■ **Try it**
Type out the full set of entries again, unchanged.

[Natural language region descriptions]
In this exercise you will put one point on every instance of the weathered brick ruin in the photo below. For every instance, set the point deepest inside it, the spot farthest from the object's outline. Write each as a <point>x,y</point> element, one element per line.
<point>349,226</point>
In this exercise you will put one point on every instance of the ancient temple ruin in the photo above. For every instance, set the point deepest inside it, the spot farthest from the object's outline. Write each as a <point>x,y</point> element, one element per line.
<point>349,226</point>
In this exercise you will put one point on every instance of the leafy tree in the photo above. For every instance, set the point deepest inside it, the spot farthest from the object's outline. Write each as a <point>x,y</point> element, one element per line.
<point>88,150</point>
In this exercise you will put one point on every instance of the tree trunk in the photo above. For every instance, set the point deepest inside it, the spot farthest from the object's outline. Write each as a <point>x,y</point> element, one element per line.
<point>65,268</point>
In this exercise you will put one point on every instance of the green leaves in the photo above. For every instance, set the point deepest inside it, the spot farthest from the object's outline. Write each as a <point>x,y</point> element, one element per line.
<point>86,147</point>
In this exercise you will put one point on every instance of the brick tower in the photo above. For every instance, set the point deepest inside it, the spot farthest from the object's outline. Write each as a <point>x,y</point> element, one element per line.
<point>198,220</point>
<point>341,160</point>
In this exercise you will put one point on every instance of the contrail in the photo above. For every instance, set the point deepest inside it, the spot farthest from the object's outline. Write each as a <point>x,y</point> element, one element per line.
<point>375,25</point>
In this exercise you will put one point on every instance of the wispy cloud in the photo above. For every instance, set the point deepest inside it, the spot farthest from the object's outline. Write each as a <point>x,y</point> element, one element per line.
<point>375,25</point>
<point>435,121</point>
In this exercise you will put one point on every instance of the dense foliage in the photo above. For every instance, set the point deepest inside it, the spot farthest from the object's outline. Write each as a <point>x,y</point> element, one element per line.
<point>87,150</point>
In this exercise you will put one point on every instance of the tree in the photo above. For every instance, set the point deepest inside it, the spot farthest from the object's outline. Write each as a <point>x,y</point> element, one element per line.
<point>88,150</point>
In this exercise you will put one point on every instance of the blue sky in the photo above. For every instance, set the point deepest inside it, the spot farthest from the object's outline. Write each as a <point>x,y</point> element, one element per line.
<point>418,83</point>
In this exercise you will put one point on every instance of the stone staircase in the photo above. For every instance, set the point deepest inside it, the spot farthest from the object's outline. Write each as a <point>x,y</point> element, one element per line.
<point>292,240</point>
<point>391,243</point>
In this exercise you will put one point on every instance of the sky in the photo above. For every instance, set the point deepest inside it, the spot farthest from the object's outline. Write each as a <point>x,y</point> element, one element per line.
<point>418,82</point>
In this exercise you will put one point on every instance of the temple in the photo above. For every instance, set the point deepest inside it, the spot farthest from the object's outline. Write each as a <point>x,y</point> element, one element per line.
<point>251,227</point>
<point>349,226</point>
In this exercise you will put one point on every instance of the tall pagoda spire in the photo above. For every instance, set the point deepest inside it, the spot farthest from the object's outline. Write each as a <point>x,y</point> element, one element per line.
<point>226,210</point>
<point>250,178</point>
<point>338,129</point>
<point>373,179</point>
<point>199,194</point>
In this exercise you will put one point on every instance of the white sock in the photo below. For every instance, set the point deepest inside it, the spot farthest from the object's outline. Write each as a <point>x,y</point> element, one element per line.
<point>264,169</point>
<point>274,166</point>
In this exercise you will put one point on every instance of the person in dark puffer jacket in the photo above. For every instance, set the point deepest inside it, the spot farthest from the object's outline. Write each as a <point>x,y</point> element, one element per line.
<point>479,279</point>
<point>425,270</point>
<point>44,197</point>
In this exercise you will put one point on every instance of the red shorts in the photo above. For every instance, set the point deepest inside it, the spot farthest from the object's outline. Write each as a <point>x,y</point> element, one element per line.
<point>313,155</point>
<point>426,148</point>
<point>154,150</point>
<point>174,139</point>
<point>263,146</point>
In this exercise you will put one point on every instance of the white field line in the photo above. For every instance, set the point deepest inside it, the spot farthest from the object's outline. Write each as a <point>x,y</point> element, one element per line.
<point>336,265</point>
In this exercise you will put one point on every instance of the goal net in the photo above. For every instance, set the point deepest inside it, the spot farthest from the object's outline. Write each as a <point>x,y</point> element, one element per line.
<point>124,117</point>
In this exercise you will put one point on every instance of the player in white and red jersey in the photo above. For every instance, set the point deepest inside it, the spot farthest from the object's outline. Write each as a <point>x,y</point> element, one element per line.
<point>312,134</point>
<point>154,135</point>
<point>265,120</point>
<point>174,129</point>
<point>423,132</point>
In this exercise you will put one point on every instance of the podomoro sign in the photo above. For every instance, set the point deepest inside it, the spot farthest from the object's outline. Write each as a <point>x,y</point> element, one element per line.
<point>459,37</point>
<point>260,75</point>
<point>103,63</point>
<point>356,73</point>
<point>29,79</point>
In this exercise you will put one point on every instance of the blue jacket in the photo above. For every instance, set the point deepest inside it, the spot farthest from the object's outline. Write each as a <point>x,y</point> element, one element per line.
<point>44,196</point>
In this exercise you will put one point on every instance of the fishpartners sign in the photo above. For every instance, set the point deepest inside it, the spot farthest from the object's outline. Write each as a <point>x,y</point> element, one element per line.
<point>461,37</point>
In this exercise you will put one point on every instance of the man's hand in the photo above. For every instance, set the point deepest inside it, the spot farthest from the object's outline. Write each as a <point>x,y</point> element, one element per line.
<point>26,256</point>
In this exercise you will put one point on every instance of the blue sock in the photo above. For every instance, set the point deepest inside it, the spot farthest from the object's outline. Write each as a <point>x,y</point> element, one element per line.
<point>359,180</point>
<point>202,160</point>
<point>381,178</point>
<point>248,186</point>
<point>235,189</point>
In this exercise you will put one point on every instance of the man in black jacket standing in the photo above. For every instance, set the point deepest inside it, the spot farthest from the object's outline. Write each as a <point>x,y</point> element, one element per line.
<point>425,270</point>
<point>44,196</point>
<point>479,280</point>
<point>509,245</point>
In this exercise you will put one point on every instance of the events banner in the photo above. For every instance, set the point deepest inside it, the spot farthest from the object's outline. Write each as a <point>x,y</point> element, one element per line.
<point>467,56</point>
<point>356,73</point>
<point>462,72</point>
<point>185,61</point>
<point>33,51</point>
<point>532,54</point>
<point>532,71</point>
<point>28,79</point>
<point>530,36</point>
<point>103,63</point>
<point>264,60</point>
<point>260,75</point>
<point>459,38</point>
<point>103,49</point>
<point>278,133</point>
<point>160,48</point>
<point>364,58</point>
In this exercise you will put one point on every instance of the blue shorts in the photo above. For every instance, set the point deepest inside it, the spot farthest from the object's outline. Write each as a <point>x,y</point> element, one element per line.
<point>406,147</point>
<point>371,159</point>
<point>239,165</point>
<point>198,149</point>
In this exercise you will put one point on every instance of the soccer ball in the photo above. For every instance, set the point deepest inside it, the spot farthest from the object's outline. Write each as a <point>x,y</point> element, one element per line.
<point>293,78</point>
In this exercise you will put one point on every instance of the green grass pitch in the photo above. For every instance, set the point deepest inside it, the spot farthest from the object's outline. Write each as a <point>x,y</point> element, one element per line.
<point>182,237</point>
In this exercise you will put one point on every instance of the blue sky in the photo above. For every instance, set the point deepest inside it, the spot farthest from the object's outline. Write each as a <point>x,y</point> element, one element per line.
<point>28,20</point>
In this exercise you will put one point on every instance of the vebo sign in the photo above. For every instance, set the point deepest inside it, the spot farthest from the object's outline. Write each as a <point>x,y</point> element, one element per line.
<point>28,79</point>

■ **Result**
In this exercise you will put one point on every instance of the weathered brick ruin in the photo below. For every instance, set the point deepest inside it, the spot farthest from the object's outline. Write each as a <point>x,y</point> element, one element per line.
<point>349,226</point>
In this exercise you will put one point on every instance of the ancient temple ruin in the photo above. For every instance, set the point deepest inside it, the spot farthest from the object's outline. Write each as a <point>x,y</point> element, one element per line.
<point>349,226</point>
In this exercise you will put one point on every instance of the leafy tree in the photo above. For every instance, set the point deepest inside it, the spot farthest from the object's outline. Write each as a <point>x,y</point> element, one element per line.
<point>88,150</point>
In this exercise you will put one point on every instance of the tree trunk in the photo above. For every instance, set the point deepest inside it, the spot farthest from the object's outline. Write each as a <point>x,y</point> element, one element per line.
<point>65,268</point>
In this exercise you will put one point on every instance of the green leaves in the photo above. For every instance, set the point deepest inside it, the spot farthest from the object's outline. Write each as a <point>x,y</point> element, one element per line.
<point>86,147</point>
In this exercise you will put one point on every instance of the brick tower in the photo above. For every instance, set the point deepest inside it, the spot farthest from the object's outline. Write each as a <point>x,y</point> element, one element per line.
<point>198,220</point>
<point>341,160</point>
In this exercise you will put one point on every instance of the contrail in the photo above. For every instance, set the point deepest inside it, the spot farthest from the object's outline. Write each as a <point>x,y</point> element, one element per line.
<point>375,25</point>
In this exercise you will put one point on every instance of the wispy cloud in the photo above. For every instance, set the point deepest inside it, the spot farthest from the object's outline. Write each as a <point>x,y</point> element, one element per line.
<point>375,25</point>
<point>435,121</point>
In this exercise you will put one point on every instance of the dense foliage in the photo above. For every instance, set the point deepest inside it, the spot farthest from the object's outline. Write each as a <point>x,y</point> element, one element per line.
<point>87,150</point>
In this exercise you will put one point on every instance of the tree in the photo above. For every instance, set the point deepest inside it, the spot farthest from the object's outline. Write each as a <point>x,y</point> element, one element per line.
<point>88,150</point>
In this exercise you will put one point on every instance of the blue sky in the photo above. For every instance, set the point deepest inside it, the spot farthest from the object's outline. Write each as a <point>x,y</point> element, one element per line.
<point>418,83</point>
In this exercise you will put one point on every instance of the stone staircase in the photo above. For every instance, set the point deepest inside it, the spot farthest from the object's outline. Write each as a <point>x,y</point> element, one element per line.
<point>292,240</point>
<point>391,243</point>
In this exercise you will put one point on every instance of the sky in the photo above. For every instance, set the point deepest inside it, the spot farthest from the object's outline. Write each as a <point>x,y</point> element, one element per line.
<point>418,82</point>
In this exercise you will put one point on every instance of the temple in the photo above. For every instance, set the point deepest inside it, the spot farthest from the object's outline. Write each as a <point>x,y</point> element, one element per line.
<point>251,227</point>
<point>349,226</point>
In this exercise you will put one point on every instance of the tall pagoda spire in the photo above. For every instance, set the point deepest inside it, the spot farthest from the object's outline. Write each as a <point>x,y</point> element, one element per line.
<point>226,210</point>
<point>250,178</point>
<point>338,129</point>
<point>373,179</point>
<point>199,194</point>
In this exercise you will put one point on every instance of the white sock in the photo below. For every instance, set the point deepest inside it, the spot farthest from the object's outline. Write each as a <point>x,y</point> element, one element per line.
<point>264,169</point>
<point>274,166</point>
In this exercise you will put one point on every instance of the person in dark puffer jacket in the photo above. For every instance, set the point deepest inside it, the spot farthest from the object's outline. Write each as a <point>x,y</point> element, one element per line.
<point>479,279</point>
<point>425,270</point>
<point>44,197</point>
In this exercise you will put one point on every instance of the red shorts in the photo above. For every instance, set the point deepest inside it, the spot farthest from the object's outline. Write each as a <point>x,y</point> element, one element per line.
<point>313,155</point>
<point>426,148</point>
<point>154,150</point>
<point>174,139</point>
<point>263,146</point>
In this exercise you will put one point on every instance of the white field line in the photo above. For every instance, set the point deepest inside it, the spot farthest from the object's outline. Write each as a <point>x,y</point> element, one element per line.
<point>336,265</point>
In this exercise you will put one point on every instance of the goal net in the photo above. For every instance, set the point deepest inside it, the spot farthest from the object's outline. Write each as a <point>x,y</point> element, one element per line.
<point>124,117</point>
In this exercise you will put one point on every instance of the player in white and red jersey in the photo above. For every instance, set the point deepest inside it, the spot farthest from the object's outline. Write each as a <point>x,y</point> element, one element per line.
<point>312,134</point>
<point>154,135</point>
<point>265,120</point>
<point>174,129</point>
<point>423,132</point>
In this exercise you will put one point on every instance of the podomoro sign in the photo above. For every instance, set the point deepest inside it, the spot farthest from the object's outline. Write each as a <point>x,y</point> element, one element per line.
<point>459,37</point>
<point>260,75</point>
<point>103,63</point>
<point>356,73</point>
<point>29,79</point>
In this exercise you will put one point on every instance of the blue jacket in the photo above. For every instance, set the point deepest inside it, the spot farthest from the object's outline. Write each as a <point>x,y</point> element, one element per line.
<point>44,196</point>
In this exercise you will put one point on every instance of the fishpartners sign in the photo above. For every instance, set the point deepest inside it, the spot farthest from the object's outline. Write each as a <point>x,y</point> element, one element per line.
<point>461,37</point>
In this exercise you will put one point on every instance of the man's hand in the photo above. For every instance, set the point deepest inside it, the spot farthest from the object's outline. Write each as a <point>x,y</point> element, one element per line.
<point>26,256</point>
In this exercise you will put one point on every instance of the blue sock in the photo above. For every instance, set the point deepest inside it, the spot farthest from the object's outline. Write each as a <point>x,y</point> element, one element per line.
<point>359,180</point>
<point>202,160</point>
<point>381,178</point>
<point>248,186</point>
<point>235,189</point>
In this exercise you will put one point on every instance of the man in black jacket standing in the photo above. For every instance, set the point deepest inside it, the spot farthest from the object's outline. Write each as a <point>x,y</point> element, one element per line.
<point>425,270</point>
<point>44,196</point>
<point>479,280</point>
<point>509,245</point>
In this exercise you will put one point on every instance of the events banner in the photo above. For every instance, set the point deepest inside it, the spot farthest from the object's outline. Write each as a <point>x,y</point> element, one element per line.
<point>467,56</point>
<point>356,73</point>
<point>462,72</point>
<point>185,61</point>
<point>33,51</point>
<point>532,54</point>
<point>532,71</point>
<point>28,79</point>
<point>530,36</point>
<point>103,63</point>
<point>264,60</point>
<point>260,75</point>
<point>459,38</point>
<point>103,49</point>
<point>278,133</point>
<point>160,48</point>
<point>364,58</point>
In this exercise you will put one point on every instance of the blue shorts in the photo above. For every instance, set the point deepest inside it, the spot farthest from the object's outline. Write each as a <point>x,y</point> element, one element per line.
<point>406,147</point>
<point>371,159</point>
<point>239,165</point>
<point>198,149</point>
In this exercise you will put one point on every instance of the soccer ball in the photo above. For every instance, set the point deepest inside it, the spot farthest from the object's outline. Write each as a <point>x,y</point> element, one element per line.
<point>293,78</point>
In this exercise you will put one point on every instance of the green grass pitch in the photo above. For every instance, set the point deepest inside it, the spot farthest from the object's outline. Write each as a <point>x,y</point> element, one element per line.
<point>182,237</point>
In this exercise you will put one point on every instance of the blue sky in the photo above. For every instance, set the point deepest inside it, the spot farthest from the object's outline. Write each as a <point>x,y</point> element, one element per line.
<point>28,20</point>
In this exercise you will put one point on every instance of the vebo sign in the photo above. For every instance, set the point deepest inside it, the spot farthest from the object's outline. Write each as a <point>x,y</point> element, one element per line.
<point>28,79</point>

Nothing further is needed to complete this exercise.